**Extracted data**:
******************************

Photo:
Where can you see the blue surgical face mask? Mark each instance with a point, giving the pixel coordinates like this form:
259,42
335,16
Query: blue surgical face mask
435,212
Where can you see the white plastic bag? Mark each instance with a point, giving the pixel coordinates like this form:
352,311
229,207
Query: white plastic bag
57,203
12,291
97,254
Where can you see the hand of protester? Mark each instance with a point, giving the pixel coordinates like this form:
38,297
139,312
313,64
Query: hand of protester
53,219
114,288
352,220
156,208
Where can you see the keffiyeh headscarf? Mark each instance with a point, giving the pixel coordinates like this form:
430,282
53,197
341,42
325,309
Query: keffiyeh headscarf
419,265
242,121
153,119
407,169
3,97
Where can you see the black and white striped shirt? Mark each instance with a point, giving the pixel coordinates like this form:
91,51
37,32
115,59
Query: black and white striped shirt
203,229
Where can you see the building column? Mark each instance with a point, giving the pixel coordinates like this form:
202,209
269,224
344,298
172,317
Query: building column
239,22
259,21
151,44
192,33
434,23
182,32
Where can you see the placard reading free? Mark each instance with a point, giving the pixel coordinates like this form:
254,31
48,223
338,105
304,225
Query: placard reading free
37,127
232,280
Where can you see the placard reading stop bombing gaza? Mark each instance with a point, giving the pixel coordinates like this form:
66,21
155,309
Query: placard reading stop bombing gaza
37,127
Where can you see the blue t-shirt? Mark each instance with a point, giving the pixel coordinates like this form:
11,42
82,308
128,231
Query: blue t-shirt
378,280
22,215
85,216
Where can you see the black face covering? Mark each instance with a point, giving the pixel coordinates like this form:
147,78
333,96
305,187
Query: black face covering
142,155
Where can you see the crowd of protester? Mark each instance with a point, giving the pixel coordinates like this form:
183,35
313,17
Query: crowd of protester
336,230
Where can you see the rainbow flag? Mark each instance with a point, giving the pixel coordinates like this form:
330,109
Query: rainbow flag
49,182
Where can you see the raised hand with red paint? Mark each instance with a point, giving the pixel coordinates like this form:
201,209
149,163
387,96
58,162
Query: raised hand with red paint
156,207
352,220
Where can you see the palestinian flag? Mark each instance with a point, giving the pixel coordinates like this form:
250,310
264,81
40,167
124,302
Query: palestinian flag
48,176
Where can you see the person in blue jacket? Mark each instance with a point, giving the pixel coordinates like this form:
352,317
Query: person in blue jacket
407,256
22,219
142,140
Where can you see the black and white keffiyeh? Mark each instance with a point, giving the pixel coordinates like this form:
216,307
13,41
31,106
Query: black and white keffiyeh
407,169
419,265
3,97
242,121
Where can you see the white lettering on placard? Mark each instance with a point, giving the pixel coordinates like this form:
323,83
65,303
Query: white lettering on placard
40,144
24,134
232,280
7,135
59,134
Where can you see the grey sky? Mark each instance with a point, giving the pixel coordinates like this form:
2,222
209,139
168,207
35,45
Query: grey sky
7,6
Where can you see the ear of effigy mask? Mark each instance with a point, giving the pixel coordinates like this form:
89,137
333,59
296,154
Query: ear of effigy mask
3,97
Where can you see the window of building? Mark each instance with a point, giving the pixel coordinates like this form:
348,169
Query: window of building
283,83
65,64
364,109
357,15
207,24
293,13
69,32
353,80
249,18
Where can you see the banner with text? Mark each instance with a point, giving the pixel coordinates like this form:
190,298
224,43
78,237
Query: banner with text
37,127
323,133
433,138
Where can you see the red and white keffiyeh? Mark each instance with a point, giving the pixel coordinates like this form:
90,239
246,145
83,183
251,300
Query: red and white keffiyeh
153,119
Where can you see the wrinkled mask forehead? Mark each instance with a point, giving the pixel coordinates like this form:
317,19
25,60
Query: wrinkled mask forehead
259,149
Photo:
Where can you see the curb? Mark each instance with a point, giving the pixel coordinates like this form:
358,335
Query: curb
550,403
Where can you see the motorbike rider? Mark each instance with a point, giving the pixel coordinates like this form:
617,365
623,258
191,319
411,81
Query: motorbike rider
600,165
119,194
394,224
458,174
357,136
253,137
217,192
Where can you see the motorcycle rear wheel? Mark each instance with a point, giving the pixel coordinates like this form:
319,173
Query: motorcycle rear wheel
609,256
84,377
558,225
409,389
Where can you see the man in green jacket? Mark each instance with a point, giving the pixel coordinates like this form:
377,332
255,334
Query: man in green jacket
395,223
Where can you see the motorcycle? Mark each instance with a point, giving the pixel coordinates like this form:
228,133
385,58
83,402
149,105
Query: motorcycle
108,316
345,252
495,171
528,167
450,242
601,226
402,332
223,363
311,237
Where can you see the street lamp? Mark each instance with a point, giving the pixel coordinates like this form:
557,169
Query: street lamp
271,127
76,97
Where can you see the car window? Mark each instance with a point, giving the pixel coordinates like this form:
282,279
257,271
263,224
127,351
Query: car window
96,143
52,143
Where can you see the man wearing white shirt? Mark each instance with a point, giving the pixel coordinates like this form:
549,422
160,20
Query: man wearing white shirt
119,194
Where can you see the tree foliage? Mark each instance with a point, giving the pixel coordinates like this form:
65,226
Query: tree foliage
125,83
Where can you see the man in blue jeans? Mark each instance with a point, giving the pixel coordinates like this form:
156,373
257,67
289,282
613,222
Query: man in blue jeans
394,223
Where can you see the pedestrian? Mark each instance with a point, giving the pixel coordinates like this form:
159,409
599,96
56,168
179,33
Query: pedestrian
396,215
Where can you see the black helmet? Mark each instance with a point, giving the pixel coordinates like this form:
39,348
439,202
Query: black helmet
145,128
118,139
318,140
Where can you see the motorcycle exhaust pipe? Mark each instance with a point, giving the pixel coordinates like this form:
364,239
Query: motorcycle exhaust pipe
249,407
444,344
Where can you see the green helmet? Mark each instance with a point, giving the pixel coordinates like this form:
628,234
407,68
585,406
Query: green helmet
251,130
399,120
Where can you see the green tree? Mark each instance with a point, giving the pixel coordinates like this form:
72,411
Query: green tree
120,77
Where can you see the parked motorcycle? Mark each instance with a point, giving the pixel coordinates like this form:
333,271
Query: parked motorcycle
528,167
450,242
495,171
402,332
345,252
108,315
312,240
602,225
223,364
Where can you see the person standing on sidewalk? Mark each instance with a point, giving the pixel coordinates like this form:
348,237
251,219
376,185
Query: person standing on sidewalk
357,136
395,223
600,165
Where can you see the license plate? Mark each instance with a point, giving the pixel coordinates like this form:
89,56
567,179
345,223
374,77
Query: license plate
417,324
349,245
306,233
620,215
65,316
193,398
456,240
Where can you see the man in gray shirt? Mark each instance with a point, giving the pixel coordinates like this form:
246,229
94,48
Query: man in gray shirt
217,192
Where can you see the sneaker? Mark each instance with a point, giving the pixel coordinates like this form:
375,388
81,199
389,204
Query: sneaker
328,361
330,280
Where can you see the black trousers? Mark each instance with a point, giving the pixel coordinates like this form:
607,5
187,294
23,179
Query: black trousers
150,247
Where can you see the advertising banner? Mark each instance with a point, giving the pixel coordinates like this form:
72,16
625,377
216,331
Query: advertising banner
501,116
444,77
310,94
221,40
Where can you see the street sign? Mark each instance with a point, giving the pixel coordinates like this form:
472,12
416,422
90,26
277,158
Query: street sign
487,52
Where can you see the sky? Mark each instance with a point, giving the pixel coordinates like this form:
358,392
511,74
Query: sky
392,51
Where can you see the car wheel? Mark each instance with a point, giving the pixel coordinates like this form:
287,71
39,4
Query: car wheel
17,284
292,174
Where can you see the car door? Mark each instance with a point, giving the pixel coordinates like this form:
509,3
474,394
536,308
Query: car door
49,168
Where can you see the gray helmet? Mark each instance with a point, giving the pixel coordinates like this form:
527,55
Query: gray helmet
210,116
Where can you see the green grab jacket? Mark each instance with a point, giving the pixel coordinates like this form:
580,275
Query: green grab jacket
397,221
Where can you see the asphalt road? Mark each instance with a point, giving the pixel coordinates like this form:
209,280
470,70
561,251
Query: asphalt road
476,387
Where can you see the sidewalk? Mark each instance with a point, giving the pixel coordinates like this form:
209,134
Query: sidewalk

******************************

**Required work**: Leave out every line before the one containing "Where can you see the sky?"; set down that line and all remaining lines of the material exactly.

**Final result**:
Where can you see the sky? Mark each instance with a point, giving the pixel coordinates like this form:
358,392
511,74
Query: sky
392,51
Where can you see the car wheel? Mark each instance with a point, giving the pixel coordinates like this form:
287,71
39,4
Query: car wheel
17,284
292,174
Where can you see the car door? Mark each instance with a point, giving the pixel coordinates like this form:
509,3
474,394
536,308
Query: car door
49,168
Where can you see the gray helmet? Mark each instance with a point, giving the pixel coordinates like this form:
527,55
Query: gray helmet
210,116
Where can you see the green grab jacket? Mark each instance with a point, giving the pixel coordinates like this form:
580,275
Query: green grab jacket
397,221
Where can you see the asphalt road? Mark each instance with a point, giving the pixel coordinates like this form:
209,280
470,70
561,251
Query: asphalt road
476,387
Where can you see the sidewalk? Mark each instance with a point, giving the pixel coordinates like this form:
209,134
Query: sidewalk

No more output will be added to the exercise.